● **Instructions for the task**
Reproduce every one of the following items verbatim, line by line, without any alteration.

-----

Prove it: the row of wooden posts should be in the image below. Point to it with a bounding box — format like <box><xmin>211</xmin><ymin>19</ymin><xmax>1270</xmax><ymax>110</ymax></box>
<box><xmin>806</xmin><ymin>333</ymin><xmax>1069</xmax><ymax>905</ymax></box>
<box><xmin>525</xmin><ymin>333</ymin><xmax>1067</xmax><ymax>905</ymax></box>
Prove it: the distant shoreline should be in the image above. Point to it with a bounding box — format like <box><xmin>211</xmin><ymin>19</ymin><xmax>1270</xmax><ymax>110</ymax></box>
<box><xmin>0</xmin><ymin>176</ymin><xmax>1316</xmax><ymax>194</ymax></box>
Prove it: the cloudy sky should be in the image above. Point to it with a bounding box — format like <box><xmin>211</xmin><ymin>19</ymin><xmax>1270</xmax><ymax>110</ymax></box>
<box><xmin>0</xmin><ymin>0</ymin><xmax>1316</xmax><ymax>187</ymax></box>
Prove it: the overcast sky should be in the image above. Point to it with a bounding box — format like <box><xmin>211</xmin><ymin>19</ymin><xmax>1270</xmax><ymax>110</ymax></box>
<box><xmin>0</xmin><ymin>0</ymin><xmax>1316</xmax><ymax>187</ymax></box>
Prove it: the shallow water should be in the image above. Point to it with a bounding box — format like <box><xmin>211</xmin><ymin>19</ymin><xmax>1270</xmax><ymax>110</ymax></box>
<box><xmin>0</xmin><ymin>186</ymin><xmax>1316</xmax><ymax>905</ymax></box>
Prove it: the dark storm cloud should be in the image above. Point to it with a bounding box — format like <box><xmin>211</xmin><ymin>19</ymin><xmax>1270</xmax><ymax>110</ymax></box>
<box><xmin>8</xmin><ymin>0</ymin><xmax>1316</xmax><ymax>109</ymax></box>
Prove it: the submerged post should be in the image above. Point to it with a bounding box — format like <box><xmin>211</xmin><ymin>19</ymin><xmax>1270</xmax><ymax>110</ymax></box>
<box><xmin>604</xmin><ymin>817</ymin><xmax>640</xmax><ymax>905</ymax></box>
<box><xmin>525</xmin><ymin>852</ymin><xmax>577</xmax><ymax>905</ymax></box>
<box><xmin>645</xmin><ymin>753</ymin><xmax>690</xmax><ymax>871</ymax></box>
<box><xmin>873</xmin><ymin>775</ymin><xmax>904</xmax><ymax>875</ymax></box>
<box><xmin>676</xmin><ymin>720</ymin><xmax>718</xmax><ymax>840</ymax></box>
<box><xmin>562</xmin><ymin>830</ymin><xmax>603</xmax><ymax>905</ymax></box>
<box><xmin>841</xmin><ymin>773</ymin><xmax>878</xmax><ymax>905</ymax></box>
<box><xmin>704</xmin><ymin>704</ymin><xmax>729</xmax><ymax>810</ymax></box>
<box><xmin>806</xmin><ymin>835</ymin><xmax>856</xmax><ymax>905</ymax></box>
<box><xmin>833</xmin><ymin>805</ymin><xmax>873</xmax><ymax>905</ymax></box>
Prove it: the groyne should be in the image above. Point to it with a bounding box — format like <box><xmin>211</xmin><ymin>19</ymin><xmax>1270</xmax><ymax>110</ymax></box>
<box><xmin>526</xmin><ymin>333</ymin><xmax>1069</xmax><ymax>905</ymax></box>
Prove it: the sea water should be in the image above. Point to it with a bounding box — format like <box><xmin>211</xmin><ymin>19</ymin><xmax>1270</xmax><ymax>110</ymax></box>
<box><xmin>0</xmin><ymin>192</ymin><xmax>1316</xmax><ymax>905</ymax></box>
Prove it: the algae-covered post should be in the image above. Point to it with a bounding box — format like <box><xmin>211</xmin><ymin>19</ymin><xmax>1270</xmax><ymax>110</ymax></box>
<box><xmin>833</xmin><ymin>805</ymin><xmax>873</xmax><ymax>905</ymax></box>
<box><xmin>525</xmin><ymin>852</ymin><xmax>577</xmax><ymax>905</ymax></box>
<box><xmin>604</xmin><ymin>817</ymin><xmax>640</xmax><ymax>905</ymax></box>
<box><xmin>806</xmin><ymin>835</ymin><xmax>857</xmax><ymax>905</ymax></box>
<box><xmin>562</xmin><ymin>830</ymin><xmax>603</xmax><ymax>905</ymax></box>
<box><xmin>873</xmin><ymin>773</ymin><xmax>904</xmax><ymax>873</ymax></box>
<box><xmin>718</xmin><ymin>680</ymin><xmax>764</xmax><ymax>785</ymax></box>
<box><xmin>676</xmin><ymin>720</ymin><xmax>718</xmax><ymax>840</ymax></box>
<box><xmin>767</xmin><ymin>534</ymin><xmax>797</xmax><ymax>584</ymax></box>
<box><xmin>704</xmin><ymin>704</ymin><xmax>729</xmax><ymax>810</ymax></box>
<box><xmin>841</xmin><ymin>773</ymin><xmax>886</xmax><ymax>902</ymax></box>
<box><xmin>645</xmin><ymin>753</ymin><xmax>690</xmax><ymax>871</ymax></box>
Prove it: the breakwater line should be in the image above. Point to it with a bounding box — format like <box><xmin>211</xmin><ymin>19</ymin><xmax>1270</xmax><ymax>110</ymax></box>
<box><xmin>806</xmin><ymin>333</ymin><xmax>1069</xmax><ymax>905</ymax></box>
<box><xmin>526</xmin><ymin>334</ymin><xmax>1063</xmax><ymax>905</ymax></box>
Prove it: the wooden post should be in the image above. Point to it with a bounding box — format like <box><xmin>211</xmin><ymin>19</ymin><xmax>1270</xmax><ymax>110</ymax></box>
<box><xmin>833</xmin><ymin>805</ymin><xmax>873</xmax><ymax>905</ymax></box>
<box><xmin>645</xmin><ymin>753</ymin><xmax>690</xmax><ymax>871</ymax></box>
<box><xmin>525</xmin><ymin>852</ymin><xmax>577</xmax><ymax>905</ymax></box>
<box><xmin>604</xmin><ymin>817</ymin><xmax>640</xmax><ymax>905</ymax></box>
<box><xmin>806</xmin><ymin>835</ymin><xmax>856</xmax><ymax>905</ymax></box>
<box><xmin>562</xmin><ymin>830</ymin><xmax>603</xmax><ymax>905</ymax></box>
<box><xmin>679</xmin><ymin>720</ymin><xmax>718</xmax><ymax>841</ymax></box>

-----

● **Response to this exercise**
Prove it: the row of wooden posts should be in the image below. Point to it with a bounding box — format like <box><xmin>211</xmin><ymin>19</ymin><xmax>1270</xmax><ymax>110</ymax></box>
<box><xmin>806</xmin><ymin>333</ymin><xmax>1069</xmax><ymax>905</ymax></box>
<box><xmin>525</xmin><ymin>333</ymin><xmax>1067</xmax><ymax>905</ymax></box>
Prove it: the distant shoreline should be in the image above. Point to it with a bounding box — format like <box><xmin>211</xmin><ymin>19</ymin><xmax>1270</xmax><ymax>110</ymax></box>
<box><xmin>0</xmin><ymin>176</ymin><xmax>1316</xmax><ymax>194</ymax></box>
Prove it: the cloudy sky should be in the image above. Point to it with a bounding box — format like <box><xmin>211</xmin><ymin>19</ymin><xmax>1270</xmax><ymax>110</ymax></box>
<box><xmin>0</xmin><ymin>0</ymin><xmax>1316</xmax><ymax>187</ymax></box>
Prove it: the overcast sky should be in the image above. Point to it with a bounding box — format like <box><xmin>211</xmin><ymin>19</ymin><xmax>1270</xmax><ymax>110</ymax></box>
<box><xmin>0</xmin><ymin>0</ymin><xmax>1316</xmax><ymax>187</ymax></box>
Prove it: the shallow water should be in the image above. Point to it with a bounding box — format like <box><xmin>211</xmin><ymin>19</ymin><xmax>1270</xmax><ymax>110</ymax></box>
<box><xmin>0</xmin><ymin>186</ymin><xmax>1316</xmax><ymax>905</ymax></box>
Prove it: the dark storm cloud should be in the image above. Point to it with a bounding box — format like <box><xmin>211</xmin><ymin>19</ymin><xmax>1270</xmax><ymax>110</ymax></box>
<box><xmin>8</xmin><ymin>0</ymin><xmax>1316</xmax><ymax>109</ymax></box>
Prove it: the submerged post should be in the image above. Point to it with a bounding box — format like <box><xmin>211</xmin><ymin>19</ymin><xmax>1270</xmax><ymax>110</ymax></box>
<box><xmin>604</xmin><ymin>817</ymin><xmax>640</xmax><ymax>905</ymax></box>
<box><xmin>525</xmin><ymin>852</ymin><xmax>577</xmax><ymax>905</ymax></box>
<box><xmin>645</xmin><ymin>753</ymin><xmax>690</xmax><ymax>871</ymax></box>
<box><xmin>873</xmin><ymin>775</ymin><xmax>904</xmax><ymax>875</ymax></box>
<box><xmin>676</xmin><ymin>720</ymin><xmax>718</xmax><ymax>840</ymax></box>
<box><xmin>562</xmin><ymin>830</ymin><xmax>603</xmax><ymax>905</ymax></box>
<box><xmin>841</xmin><ymin>773</ymin><xmax>878</xmax><ymax>905</ymax></box>
<box><xmin>704</xmin><ymin>704</ymin><xmax>729</xmax><ymax>810</ymax></box>
<box><xmin>806</xmin><ymin>835</ymin><xmax>856</xmax><ymax>905</ymax></box>
<box><xmin>833</xmin><ymin>805</ymin><xmax>873</xmax><ymax>905</ymax></box>
Prove it: the groyne should be in the image above. Point to it with a bounding box — format like <box><xmin>211</xmin><ymin>19</ymin><xmax>1270</xmax><ymax>110</ymax></box>
<box><xmin>526</xmin><ymin>333</ymin><xmax>1069</xmax><ymax>905</ymax></box>
Prove it: the sea water should be in the image above. Point to it with a bounding box — format like <box><xmin>211</xmin><ymin>19</ymin><xmax>1270</xmax><ymax>110</ymax></box>
<box><xmin>0</xmin><ymin>192</ymin><xmax>1316</xmax><ymax>905</ymax></box>
Prove it: the algae-covered post should be in the image above. Point to it with a bounding box — format like <box><xmin>211</xmin><ymin>19</ymin><xmax>1270</xmax><ymax>110</ymax></box>
<box><xmin>833</xmin><ymin>805</ymin><xmax>873</xmax><ymax>905</ymax></box>
<box><xmin>525</xmin><ymin>852</ymin><xmax>577</xmax><ymax>905</ymax></box>
<box><xmin>604</xmin><ymin>817</ymin><xmax>640</xmax><ymax>905</ymax></box>
<box><xmin>806</xmin><ymin>835</ymin><xmax>857</xmax><ymax>905</ymax></box>
<box><xmin>562</xmin><ymin>830</ymin><xmax>603</xmax><ymax>905</ymax></box>
<box><xmin>873</xmin><ymin>773</ymin><xmax>904</xmax><ymax>873</ymax></box>
<box><xmin>718</xmin><ymin>680</ymin><xmax>764</xmax><ymax>785</ymax></box>
<box><xmin>676</xmin><ymin>720</ymin><xmax>718</xmax><ymax>840</ymax></box>
<box><xmin>767</xmin><ymin>534</ymin><xmax>797</xmax><ymax>584</ymax></box>
<box><xmin>704</xmin><ymin>704</ymin><xmax>729</xmax><ymax>810</ymax></box>
<box><xmin>841</xmin><ymin>773</ymin><xmax>886</xmax><ymax>902</ymax></box>
<box><xmin>645</xmin><ymin>753</ymin><xmax>690</xmax><ymax>871</ymax></box>
Prove it: the breakwater line should be in the image above. Point to it with a bounding box — format like <box><xmin>211</xmin><ymin>19</ymin><xmax>1270</xmax><ymax>110</ymax></box>
<box><xmin>806</xmin><ymin>333</ymin><xmax>1069</xmax><ymax>905</ymax></box>
<box><xmin>526</xmin><ymin>334</ymin><xmax>1063</xmax><ymax>905</ymax></box>
Prove it: the wooden post should be in the image above. Point to it with a bounding box — format like <box><xmin>211</xmin><ymin>19</ymin><xmax>1270</xmax><ymax>110</ymax></box>
<box><xmin>833</xmin><ymin>805</ymin><xmax>873</xmax><ymax>905</ymax></box>
<box><xmin>645</xmin><ymin>753</ymin><xmax>690</xmax><ymax>871</ymax></box>
<box><xmin>525</xmin><ymin>852</ymin><xmax>577</xmax><ymax>905</ymax></box>
<box><xmin>604</xmin><ymin>817</ymin><xmax>640</xmax><ymax>905</ymax></box>
<box><xmin>806</xmin><ymin>835</ymin><xmax>856</xmax><ymax>905</ymax></box>
<box><xmin>562</xmin><ymin>830</ymin><xmax>603</xmax><ymax>905</ymax></box>
<box><xmin>679</xmin><ymin>720</ymin><xmax>718</xmax><ymax>841</ymax></box>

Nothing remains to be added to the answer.